Copy word for word the stretch of the post on refactoring tests from "I feel great because" through "in these tips.".

> Article:
START

The problem I encountered fits in one sentence: "I can't read these tests quickly, and I can't write more of them quickly."
There are already perhaps 200 of these tests. My customer, bless her evil litte heart, threw a story at me that will maybe another forty or so. It's unlikely to be the last time this happens, too.
Those 200 tests didn't start out insanely complicated. The trees didn't start out as 6-trees, either. But as we iteratively solved the customer's problem, they grew more and more rich.
There'll be another muse soon, one about tacit vs explicit relationships in code. It's relevant here, because its part of how the hard-to-grok tests continued to pass.
The long & the short of it, those tests cheated, by hooking up data in "just-legal-enough-to-get-through-the-test" ways. That hooked-up data created 6-trees that were not possible in production, but not actually prevented, because of the tacit relationships being unenforced.
Anyway, as I say, I've spent days and days on this. I've converted about thirty of the old tests to the tighter expression, which makes me think the rest can move to it, too, tho not all at once.

Here's the thing: I feel great and I feel awful.
I feel great because it was a nasty problem and I feel I've cracked it. It was heavy-duty geekery finding ways to do it that kept us green. Along the way I refactored hundreds of lines of existing code, essentially replacing tacit w/explicit.
I feel awful because, like every geek on earth, what I want to do in life is knock my customer dead with my geeky brilliance. But I've been unable to ship a story for *two* weeks. That's a staggering amount of time for me to go without pleasing a customer.
And, I *still* can't quite ship it, though I believe the guts of the solution are there, and now it's just TDD'ing the pieces into place.
Anyway, it's certainly been an educational two weeks, absolutely *fraught* with lessons I want to share with you in these tips.
And this is the first one: make and keep the tests cheap. It's not ready to ship just because I got to green. It's not ready to ship just because I refactored the production code.

Ya gotta refactor the tests.
In TDD, we live or die by the quality of our tests. Can we read them? Can we write them? Can we run them? Can we debug them? If the answer to any of these questions involves rocket science, we start to lose much of the value TDD brings to the table.
So, the dayjob is done for me for today. (Writing muses is part of the nightjob.) I'm gonna go play a game or read my book or eat some ice cream and not think about code for twelve hours.

Have a lovely night or day or dawn or dusk or whatever it is for you!

END

> Information given:

START

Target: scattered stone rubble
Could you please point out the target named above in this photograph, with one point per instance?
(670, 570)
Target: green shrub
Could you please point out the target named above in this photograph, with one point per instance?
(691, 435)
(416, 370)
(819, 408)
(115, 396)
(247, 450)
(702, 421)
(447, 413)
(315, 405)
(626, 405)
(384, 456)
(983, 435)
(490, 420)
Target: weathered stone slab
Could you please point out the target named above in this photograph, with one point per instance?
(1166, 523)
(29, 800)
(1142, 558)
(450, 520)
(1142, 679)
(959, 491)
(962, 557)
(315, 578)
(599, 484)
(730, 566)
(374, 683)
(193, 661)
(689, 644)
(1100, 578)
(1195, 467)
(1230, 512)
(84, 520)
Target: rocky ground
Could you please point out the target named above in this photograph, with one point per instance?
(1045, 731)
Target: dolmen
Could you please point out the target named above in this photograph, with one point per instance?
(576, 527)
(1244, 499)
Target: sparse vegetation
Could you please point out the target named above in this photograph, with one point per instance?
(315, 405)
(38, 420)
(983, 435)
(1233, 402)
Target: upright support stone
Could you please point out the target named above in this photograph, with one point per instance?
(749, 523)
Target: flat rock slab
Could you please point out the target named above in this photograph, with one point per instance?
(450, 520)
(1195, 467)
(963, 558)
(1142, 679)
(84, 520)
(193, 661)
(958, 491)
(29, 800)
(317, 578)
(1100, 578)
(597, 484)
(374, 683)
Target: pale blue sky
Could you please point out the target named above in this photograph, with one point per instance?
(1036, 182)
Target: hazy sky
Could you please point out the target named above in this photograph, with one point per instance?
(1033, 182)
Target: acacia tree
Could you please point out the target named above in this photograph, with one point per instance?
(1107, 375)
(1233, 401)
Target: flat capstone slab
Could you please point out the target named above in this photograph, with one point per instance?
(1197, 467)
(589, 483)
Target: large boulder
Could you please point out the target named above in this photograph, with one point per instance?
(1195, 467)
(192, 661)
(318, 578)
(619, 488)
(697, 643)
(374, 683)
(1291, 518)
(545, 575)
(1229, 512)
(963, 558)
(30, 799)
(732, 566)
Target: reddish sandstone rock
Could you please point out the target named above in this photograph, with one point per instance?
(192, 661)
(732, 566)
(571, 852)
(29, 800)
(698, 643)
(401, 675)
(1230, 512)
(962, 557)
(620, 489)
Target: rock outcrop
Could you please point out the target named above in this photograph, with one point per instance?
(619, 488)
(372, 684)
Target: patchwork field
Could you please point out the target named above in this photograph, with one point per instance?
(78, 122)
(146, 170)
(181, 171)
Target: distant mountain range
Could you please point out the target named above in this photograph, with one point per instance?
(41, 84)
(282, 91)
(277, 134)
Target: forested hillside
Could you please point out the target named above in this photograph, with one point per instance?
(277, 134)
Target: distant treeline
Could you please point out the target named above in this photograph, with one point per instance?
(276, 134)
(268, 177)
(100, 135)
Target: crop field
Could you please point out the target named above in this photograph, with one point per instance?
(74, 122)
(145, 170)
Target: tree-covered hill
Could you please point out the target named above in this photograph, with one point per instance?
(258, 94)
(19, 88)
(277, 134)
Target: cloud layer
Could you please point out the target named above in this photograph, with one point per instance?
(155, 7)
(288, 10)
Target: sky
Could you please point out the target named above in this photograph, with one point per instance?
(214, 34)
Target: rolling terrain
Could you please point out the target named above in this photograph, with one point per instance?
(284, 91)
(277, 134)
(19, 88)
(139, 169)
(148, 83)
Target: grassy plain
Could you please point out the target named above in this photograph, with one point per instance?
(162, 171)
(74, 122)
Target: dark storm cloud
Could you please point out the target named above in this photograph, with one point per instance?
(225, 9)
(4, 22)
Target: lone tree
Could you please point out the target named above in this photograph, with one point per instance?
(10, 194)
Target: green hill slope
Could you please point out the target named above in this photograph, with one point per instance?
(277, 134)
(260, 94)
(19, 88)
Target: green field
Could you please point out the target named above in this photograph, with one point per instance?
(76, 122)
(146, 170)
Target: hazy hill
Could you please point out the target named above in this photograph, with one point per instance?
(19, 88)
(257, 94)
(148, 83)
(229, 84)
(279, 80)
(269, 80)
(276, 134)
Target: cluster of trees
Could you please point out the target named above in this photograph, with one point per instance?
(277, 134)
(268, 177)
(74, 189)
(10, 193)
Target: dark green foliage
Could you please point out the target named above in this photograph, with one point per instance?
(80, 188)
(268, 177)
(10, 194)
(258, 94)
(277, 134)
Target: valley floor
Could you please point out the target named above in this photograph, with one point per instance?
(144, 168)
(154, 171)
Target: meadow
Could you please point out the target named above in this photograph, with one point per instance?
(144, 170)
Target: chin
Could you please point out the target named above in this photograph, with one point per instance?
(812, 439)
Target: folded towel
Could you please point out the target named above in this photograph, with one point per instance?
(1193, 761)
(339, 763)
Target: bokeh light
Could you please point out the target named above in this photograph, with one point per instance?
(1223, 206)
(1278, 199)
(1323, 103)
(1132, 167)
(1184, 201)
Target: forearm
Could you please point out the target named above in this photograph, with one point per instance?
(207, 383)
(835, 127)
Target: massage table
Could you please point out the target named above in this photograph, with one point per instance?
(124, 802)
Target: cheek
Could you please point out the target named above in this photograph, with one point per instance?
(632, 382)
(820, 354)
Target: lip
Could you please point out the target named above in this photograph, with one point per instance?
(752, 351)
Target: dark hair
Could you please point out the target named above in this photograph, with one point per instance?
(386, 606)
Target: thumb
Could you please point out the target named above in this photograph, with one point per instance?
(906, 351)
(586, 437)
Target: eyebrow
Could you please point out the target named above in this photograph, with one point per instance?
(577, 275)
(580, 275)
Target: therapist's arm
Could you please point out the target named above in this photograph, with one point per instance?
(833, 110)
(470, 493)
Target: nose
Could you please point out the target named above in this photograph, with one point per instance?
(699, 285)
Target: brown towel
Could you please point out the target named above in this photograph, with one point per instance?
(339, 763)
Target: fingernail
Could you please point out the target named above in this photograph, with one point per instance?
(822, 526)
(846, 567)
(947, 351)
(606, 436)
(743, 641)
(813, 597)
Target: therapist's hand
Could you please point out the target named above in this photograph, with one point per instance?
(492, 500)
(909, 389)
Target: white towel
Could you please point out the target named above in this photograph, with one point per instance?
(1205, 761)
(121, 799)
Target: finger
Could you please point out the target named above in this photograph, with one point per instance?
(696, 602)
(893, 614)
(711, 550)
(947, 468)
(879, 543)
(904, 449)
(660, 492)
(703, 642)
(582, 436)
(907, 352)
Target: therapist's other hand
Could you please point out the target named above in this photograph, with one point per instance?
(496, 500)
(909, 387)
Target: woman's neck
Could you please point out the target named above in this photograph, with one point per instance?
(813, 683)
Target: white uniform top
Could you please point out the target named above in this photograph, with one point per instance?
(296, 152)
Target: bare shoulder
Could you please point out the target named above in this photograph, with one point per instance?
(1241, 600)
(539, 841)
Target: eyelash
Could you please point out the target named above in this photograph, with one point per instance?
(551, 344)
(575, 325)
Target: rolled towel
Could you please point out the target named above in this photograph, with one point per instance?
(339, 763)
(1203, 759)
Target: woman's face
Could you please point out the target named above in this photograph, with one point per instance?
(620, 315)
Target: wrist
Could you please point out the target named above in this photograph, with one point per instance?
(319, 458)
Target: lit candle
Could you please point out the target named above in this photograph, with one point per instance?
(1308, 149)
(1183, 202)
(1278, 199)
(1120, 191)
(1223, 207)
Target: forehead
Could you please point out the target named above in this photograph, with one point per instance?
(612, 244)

END

> Answer to this exercise:
I feel great because it was a nasty problem and I feel I've cracked it. It was heavy-duty geekery finding ways to do it that kept us green. Along the way I refactored hundreds of lines of existing code, essentially replacing tacit w/explicit.
I feel awful because, like every geek on earth, what I want to do in life is knock my customer dead with my geeky brilliance. But I've been unable to ship a story for *two* weeks. That's a staggering amount of time for me to go without pleasing a customer.
And, I *still* can't quite ship it, though I believe the guts of the solution are there, and now it's just TDD'ing the pieces into place.
Anyway, it's certainly been an educational two weeks, absolutely *fraught* with lessons I want to share with you in these tips.